* **The exercise**: Reproduce the entire listing below verbatim, line for line.

* **Data for this task**:
==*==
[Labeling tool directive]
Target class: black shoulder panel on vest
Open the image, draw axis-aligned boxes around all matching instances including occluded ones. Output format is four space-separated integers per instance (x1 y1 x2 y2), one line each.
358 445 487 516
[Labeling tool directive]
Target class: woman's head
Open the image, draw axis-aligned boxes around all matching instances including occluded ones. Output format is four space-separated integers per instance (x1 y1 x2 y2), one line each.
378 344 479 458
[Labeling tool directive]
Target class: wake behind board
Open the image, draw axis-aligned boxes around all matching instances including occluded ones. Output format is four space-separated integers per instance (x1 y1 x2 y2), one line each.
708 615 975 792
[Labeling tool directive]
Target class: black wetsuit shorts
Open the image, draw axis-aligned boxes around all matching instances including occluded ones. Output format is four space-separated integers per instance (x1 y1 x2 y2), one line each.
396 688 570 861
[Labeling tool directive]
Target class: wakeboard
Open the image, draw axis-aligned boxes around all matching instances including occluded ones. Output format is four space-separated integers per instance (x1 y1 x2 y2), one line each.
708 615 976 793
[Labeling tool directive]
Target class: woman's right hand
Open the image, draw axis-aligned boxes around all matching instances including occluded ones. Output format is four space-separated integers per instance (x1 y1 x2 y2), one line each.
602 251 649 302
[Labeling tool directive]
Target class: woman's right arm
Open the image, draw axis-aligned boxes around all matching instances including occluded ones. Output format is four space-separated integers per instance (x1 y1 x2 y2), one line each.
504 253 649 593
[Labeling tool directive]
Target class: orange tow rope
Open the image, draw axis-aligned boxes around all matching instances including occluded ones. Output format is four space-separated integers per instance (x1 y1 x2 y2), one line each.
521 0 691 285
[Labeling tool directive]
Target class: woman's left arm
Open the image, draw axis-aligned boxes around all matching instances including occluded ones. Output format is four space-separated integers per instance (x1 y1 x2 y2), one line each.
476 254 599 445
==*==
* **Result for this exercise**:
[Labeling tool directive]
Target class: black shoulder panel on vest
Open the image, draw axis-aligned boxes around all matching instances including occluded ones. Output format is four space-separated integers per instance (x1 y1 x2 y2), one line each.
358 445 487 516
[Labeling tool directive]
Target class: woman's head
Open the image, draw axis-aligned boxes around all matching instances including occluded ones. Output format is four space-separated integers per instance (x1 y1 x2 y2), one line each.
378 344 479 458
[Labeling tool directive]
Target class: wake behind board
Open the image, draw axis-aligned boxes around all matching instances including occluded ones. Output format is four space-separated integers per instance (x1 y1 x2 y2), one line each.
708 615 975 792
[Labeling tool directive]
Target class: black wetsuit shorts
Open the image, draw axis-aligned boxes around all matching instances including occluded ones. Output format is four space-separated integers per instance (x1 y1 x2 y2), one line each.
396 688 570 861
[Labeling tool directive]
Target class: wakeboard
Open the image, draw axis-aligned boxes around all matching instances including occluded ones. Output format is four space-separated integers per instance (x1 y1 x2 y2), one line each.
708 615 976 793
[Labeling tool directive]
Target class: woman's right hand
Open the image, draw axis-aligned boxes around all matching instances including occluded ones. Output format is four space-separated integers per instance (x1 y1 x2 y2), one line each.
602 251 649 302
[Labeling tool directive]
Target class: woman's right arm
Open the image, draw axis-aligned boxes around all matching instances including occluded ones. Output format is four space-separated integers per instance (x1 y1 x2 y2), one line each.
504 253 649 593
[Labeling tool directive]
Target class: orange tow rope
Open the image, draw axis-aligned boxes around all matching instances including occluded ones. Output format is four space-separated integers per instance (x1 y1 x2 y2), one line each.
521 0 691 285
[Labeling tool directive]
Target class: woman's left arm
Open the image, draw axis-aligned boxes around all matching instances including occluded ones. Output format is four space-separated integers per instance (x1 y1 x2 y2), one line each.
476 254 599 445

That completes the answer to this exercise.